[BEGIN Excerpted text]
May 1, 2011

Time Out

Posted in If You Need a Good Laugh, Life's Little Moments tagged , , , at 9:52 am by autismmommytherapist

“I’m NOT going to time-out!  YOU didn’t go to time-out!” my four-year-old screams at me, enraged I have the audacity to imply it’s been two hours since his last visit to the potty, and he really should try to go. After presenting said request to him, he then proceeded to run gleefully throughout the first floor of our home (and trust me, he’s often faster than me now), screaming my favorite retort, “And you can’t MAKE ME!”.

Hah. You may be four decades younger than me little man, but I will SO win this one.

I scoop up my writhing, wriggling pre-schooler into my arms and carry him to his “naughty chair”, all the while fending off his well-aimed and protesting feet, ignoring his cries of “it’s not FAIR!” (hell, what is?). He slumps into his seat, crosses his arms and delivers his infamous “harrumph!”, and continues his previous diatribe which indicates he’s certain I never went to time-out as a child, so he shouldn’t have to either.

Bad argument, kiddo. I’ve got Grandma on speed dial.

I march back into the kitchen, intensely annoyed at how this afternoon is proceeding (why am I home with him again?), and grab the phone from its cradle. I silently implore my mother to pick up her cell, and thankfully, she does. Without noticing, I’ve somehow traveled back to the living room where my stubborn son awaits me, so I have to hope that my mom will understand the implied message I’m about to impart to her.

She does. Clearly, Grandma’s still got it.
[END Excerpted text]
Actions to take:
1 > In the time-out blog post, how old is the narrator's son?
2 > Please pick up the time-out blog post after its final line and write the next part.
[BEGIN Data supplied]
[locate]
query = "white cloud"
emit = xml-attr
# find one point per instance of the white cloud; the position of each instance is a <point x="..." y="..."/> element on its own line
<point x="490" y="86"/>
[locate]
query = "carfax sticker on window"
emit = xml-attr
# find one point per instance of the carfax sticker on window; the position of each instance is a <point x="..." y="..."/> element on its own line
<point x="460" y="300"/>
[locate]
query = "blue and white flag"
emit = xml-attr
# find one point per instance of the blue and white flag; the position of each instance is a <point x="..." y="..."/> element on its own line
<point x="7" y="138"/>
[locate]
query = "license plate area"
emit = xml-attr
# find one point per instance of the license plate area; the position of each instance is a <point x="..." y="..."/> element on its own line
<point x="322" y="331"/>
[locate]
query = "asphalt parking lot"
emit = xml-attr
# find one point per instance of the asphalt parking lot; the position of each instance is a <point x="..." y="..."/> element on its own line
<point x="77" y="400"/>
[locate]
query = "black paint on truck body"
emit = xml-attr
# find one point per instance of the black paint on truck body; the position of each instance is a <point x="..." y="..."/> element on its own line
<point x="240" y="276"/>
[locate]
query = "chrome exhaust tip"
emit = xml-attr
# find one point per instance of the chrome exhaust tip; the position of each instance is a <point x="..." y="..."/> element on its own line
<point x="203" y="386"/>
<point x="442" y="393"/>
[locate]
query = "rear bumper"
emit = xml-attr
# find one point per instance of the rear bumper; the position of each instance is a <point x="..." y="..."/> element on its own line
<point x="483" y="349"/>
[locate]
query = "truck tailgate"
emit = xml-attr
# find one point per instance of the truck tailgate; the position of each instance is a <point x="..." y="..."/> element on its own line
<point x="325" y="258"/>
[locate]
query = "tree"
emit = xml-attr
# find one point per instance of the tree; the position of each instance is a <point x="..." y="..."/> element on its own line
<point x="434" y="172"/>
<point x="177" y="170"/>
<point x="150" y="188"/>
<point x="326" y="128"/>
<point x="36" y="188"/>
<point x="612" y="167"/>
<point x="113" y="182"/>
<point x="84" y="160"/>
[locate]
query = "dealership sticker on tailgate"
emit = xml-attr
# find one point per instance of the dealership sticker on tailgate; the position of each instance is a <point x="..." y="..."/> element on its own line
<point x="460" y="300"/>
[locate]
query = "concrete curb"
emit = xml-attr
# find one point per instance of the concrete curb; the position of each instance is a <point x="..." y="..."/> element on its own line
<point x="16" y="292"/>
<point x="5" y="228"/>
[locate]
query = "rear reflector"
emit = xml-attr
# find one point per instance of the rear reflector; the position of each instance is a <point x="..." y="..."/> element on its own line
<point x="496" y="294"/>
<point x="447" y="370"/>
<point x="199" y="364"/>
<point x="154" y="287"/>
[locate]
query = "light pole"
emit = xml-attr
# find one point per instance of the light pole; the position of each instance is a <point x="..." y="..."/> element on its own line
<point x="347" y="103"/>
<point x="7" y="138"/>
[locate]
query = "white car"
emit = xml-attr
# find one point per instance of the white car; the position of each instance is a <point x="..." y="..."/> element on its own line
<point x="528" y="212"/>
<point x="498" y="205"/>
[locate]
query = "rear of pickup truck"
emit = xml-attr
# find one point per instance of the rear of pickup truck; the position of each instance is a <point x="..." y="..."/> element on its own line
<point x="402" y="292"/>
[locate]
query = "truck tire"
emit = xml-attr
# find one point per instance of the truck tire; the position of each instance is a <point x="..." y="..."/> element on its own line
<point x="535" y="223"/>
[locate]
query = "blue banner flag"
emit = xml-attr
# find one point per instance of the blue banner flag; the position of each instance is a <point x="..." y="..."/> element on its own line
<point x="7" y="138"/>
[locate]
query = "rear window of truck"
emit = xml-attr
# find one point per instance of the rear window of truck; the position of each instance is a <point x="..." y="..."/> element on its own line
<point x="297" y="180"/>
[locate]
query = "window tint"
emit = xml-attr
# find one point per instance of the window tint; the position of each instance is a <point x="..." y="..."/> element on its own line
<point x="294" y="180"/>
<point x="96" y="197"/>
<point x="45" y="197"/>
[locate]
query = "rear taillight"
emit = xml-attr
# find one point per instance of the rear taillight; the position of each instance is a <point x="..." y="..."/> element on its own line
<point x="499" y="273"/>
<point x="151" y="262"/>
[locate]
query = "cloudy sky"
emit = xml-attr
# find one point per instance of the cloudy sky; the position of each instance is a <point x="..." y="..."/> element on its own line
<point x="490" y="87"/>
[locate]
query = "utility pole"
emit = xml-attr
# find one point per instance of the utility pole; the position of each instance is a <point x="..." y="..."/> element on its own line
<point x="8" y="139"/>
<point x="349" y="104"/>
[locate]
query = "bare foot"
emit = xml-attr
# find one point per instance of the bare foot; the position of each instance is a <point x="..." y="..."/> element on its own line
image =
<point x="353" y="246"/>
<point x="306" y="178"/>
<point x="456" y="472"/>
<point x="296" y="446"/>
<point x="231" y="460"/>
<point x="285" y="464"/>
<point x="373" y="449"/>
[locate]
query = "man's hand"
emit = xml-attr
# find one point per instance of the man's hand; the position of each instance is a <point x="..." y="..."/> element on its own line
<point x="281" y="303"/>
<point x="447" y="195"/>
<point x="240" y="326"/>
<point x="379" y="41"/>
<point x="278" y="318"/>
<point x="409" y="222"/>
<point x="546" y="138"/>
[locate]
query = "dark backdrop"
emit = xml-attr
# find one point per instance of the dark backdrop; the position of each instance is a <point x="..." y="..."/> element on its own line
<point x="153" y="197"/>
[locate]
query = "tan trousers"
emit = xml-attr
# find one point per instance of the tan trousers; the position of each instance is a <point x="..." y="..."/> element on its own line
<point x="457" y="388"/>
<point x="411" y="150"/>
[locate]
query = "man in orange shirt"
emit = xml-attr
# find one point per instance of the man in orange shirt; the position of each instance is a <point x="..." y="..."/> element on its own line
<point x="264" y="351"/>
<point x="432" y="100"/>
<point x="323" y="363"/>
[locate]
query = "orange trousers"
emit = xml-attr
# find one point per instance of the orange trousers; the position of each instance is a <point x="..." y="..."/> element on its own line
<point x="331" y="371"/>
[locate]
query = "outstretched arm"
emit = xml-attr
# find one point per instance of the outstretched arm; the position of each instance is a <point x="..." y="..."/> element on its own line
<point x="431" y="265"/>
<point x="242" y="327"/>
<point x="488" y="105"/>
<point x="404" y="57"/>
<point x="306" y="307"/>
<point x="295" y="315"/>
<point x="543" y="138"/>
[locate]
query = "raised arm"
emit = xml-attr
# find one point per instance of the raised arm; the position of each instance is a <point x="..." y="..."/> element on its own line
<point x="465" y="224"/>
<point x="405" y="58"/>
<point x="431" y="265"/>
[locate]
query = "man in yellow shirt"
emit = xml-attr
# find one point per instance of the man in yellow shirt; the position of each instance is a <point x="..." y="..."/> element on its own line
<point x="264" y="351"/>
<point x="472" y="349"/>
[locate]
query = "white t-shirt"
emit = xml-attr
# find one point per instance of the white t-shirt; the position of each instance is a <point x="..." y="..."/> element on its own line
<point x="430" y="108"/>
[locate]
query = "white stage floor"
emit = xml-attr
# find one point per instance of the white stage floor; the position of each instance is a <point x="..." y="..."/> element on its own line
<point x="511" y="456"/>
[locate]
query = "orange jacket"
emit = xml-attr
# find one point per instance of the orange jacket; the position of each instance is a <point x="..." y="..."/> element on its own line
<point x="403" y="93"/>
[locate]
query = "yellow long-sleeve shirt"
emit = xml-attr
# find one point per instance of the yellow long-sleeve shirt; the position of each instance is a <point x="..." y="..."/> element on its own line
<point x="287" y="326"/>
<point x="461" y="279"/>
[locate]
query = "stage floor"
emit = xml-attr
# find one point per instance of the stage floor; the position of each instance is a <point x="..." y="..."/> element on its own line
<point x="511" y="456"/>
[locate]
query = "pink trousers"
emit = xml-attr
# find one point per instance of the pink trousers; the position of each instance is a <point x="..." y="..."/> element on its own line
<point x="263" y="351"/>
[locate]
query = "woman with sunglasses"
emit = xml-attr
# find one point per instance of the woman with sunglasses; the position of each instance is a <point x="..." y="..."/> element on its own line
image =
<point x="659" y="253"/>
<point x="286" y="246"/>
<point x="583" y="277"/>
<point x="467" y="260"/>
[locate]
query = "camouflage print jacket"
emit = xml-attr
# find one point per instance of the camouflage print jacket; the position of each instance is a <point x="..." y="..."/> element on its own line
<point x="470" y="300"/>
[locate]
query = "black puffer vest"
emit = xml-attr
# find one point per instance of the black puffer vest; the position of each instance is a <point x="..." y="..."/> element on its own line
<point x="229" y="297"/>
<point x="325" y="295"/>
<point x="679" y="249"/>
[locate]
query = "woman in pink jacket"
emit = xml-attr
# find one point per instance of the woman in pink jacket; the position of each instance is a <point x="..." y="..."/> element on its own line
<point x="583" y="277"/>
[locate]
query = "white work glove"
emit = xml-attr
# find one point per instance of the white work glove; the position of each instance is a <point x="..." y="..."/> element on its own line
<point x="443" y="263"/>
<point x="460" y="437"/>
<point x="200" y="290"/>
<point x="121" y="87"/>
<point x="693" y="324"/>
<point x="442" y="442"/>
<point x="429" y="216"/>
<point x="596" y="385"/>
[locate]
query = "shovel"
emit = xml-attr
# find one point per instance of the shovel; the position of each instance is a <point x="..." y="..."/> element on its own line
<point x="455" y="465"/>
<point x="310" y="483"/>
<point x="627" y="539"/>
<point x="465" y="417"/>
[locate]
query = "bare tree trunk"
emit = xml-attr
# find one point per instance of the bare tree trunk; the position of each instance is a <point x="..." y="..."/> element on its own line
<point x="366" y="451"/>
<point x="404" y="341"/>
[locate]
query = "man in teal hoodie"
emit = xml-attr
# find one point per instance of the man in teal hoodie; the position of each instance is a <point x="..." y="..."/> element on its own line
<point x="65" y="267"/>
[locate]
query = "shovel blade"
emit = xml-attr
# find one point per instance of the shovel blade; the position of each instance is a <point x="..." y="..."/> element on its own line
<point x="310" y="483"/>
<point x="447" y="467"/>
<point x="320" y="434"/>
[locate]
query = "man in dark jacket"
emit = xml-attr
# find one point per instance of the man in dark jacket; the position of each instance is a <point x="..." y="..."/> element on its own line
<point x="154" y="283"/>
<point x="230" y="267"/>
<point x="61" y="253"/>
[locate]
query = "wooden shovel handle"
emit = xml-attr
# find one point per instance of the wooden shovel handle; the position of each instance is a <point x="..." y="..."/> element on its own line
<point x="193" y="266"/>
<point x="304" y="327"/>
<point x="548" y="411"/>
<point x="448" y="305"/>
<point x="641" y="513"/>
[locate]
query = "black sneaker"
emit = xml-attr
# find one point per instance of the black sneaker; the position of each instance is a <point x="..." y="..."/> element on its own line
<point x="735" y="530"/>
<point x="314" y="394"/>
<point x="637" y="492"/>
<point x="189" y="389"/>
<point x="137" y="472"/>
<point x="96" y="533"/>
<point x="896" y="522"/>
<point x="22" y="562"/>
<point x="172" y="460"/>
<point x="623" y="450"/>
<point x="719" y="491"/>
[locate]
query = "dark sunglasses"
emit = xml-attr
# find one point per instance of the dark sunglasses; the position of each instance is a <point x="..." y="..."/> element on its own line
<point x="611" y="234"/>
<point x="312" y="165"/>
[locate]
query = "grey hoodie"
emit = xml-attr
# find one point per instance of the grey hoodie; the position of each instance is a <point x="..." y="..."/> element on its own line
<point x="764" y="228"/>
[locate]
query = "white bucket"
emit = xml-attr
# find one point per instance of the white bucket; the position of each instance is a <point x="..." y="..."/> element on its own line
[END Data supplied]
Per-task outputs:
1 > He is four years old.

2 >
I tell Zach as the phone rings that I’m calling my mom to ask her if she ever put me in time-out, and he grows suddenly still, remembering not only that once his mommy was actually a little girl (a long, long, long, time ago), but that his Grandma is also her mother. He sits up straighter, back pressing into the long black spokes bookended by seat and headrest, and actually unfolds his arms. He remains a non-believer, but at least he is willing to hear this out.

“Hi Grandma”, I say after our connection is made. “I just called to tell you Zachary is not listening today, so I put him in time-out. I told him I used to go to time-out too when I didn’t listen, and he doesn’t believe me. Please tell him it’s true.”

I feel my mother’s pause through the phone wires as she momentarily struggles to remember if she ever actually disciplined me (I was the disgustingly well-behaved oldest child who engaged in more subtle forms of rebellion, the opposite of her younger brother who should have been required to pay rent for the naughty corner). She rallies however and improvises, “Yes Zach, sometimes your mommy didn’t listen when she was a little girl, and I sent her to time-out so she could think about what she did wrong.”

I look down at my son, and see the wheels spinning in his brain. HIS mommy was bad sometimes too?  Grandma has just rocked his world.

He asks to speak to her personally (speaker phone just won’t do), repeats my question verbatim, and seems to finally accept the truth. After my mother admonishes him to be a good boy he hands the phone back to me, I thank her, and disengage the call.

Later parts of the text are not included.